## Instrukcja pracy:
Wybierz z poniższych wierszy każdy, który zawiera ciąg „lens”, i przepisz go. Wielkość liter ma znaczenie.

## Dane wejściowe:
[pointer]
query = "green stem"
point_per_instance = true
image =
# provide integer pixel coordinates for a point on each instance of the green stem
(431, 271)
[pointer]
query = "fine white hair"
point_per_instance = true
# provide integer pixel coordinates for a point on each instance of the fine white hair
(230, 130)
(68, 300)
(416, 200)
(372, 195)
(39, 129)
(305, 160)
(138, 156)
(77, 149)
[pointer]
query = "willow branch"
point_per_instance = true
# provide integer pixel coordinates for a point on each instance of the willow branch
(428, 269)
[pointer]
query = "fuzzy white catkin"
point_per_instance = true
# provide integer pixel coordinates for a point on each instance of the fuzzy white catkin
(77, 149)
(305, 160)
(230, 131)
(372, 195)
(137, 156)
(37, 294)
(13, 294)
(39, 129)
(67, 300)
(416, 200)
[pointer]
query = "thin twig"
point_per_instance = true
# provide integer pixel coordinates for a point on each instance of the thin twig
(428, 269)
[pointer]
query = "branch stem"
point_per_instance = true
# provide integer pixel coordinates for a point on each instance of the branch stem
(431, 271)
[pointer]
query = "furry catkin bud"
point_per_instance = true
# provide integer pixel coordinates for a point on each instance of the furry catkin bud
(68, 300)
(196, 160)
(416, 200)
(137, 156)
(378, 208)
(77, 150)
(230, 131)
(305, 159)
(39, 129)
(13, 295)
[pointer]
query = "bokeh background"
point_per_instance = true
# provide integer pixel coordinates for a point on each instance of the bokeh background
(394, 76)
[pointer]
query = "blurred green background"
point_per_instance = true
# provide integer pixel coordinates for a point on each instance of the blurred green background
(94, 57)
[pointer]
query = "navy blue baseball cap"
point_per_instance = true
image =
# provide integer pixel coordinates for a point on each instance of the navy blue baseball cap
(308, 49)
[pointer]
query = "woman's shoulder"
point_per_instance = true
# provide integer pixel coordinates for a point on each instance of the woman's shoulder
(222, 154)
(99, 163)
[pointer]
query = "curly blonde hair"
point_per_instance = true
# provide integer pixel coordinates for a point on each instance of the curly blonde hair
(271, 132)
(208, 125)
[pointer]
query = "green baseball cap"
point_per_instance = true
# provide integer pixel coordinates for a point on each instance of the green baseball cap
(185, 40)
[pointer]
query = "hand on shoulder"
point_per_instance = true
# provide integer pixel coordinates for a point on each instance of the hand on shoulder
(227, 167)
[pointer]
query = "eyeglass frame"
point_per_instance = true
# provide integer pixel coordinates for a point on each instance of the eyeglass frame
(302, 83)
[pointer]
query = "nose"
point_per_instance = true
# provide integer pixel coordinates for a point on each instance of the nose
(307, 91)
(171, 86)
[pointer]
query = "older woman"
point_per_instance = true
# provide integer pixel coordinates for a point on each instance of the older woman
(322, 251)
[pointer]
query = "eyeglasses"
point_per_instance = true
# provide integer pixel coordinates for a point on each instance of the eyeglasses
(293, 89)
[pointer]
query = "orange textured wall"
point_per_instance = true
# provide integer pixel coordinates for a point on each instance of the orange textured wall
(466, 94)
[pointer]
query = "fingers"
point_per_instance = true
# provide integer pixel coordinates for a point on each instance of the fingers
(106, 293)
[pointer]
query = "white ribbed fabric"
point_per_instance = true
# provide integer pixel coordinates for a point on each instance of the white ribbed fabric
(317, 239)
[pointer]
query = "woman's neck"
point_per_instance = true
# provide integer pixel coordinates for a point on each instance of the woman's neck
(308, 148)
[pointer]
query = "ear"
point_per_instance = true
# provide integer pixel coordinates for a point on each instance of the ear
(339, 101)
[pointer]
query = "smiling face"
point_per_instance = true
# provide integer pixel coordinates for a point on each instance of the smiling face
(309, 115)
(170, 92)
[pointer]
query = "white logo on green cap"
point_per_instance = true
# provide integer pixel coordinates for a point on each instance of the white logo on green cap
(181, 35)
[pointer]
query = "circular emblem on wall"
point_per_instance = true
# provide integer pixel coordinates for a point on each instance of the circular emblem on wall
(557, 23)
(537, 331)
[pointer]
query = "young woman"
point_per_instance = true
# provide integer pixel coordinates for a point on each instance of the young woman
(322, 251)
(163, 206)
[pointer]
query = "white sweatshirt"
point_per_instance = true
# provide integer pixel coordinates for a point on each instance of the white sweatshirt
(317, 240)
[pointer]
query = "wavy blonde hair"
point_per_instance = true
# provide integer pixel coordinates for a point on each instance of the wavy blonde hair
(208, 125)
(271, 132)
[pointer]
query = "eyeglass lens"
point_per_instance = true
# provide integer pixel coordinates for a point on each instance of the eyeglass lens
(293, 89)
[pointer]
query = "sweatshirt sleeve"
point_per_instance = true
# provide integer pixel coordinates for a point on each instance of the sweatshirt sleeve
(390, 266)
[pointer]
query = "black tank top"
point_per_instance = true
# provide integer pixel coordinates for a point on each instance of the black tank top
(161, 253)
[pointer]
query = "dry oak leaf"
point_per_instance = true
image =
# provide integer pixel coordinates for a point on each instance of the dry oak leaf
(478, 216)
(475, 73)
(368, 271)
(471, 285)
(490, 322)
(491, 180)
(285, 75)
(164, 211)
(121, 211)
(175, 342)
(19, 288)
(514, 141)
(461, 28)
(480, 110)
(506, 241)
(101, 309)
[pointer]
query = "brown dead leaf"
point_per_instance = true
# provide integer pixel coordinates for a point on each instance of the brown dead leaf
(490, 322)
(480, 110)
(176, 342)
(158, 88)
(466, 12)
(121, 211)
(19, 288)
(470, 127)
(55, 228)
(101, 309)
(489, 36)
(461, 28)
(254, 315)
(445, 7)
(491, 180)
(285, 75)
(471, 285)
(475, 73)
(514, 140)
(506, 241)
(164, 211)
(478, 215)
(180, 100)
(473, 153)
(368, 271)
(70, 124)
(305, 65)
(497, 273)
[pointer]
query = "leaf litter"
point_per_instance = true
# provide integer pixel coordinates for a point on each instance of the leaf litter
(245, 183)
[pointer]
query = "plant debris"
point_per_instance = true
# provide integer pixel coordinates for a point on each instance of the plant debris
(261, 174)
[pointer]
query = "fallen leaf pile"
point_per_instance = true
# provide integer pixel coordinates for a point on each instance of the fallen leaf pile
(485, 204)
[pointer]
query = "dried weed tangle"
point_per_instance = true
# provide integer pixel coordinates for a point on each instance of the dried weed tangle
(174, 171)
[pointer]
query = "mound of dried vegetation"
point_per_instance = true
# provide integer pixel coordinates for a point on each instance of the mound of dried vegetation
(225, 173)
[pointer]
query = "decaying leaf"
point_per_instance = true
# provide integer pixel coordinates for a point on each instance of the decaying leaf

## Gotowe zadanie:
query = "eyeglass lens"
# provide integer pixel coordinates for a point on each instance of the eyeglass lens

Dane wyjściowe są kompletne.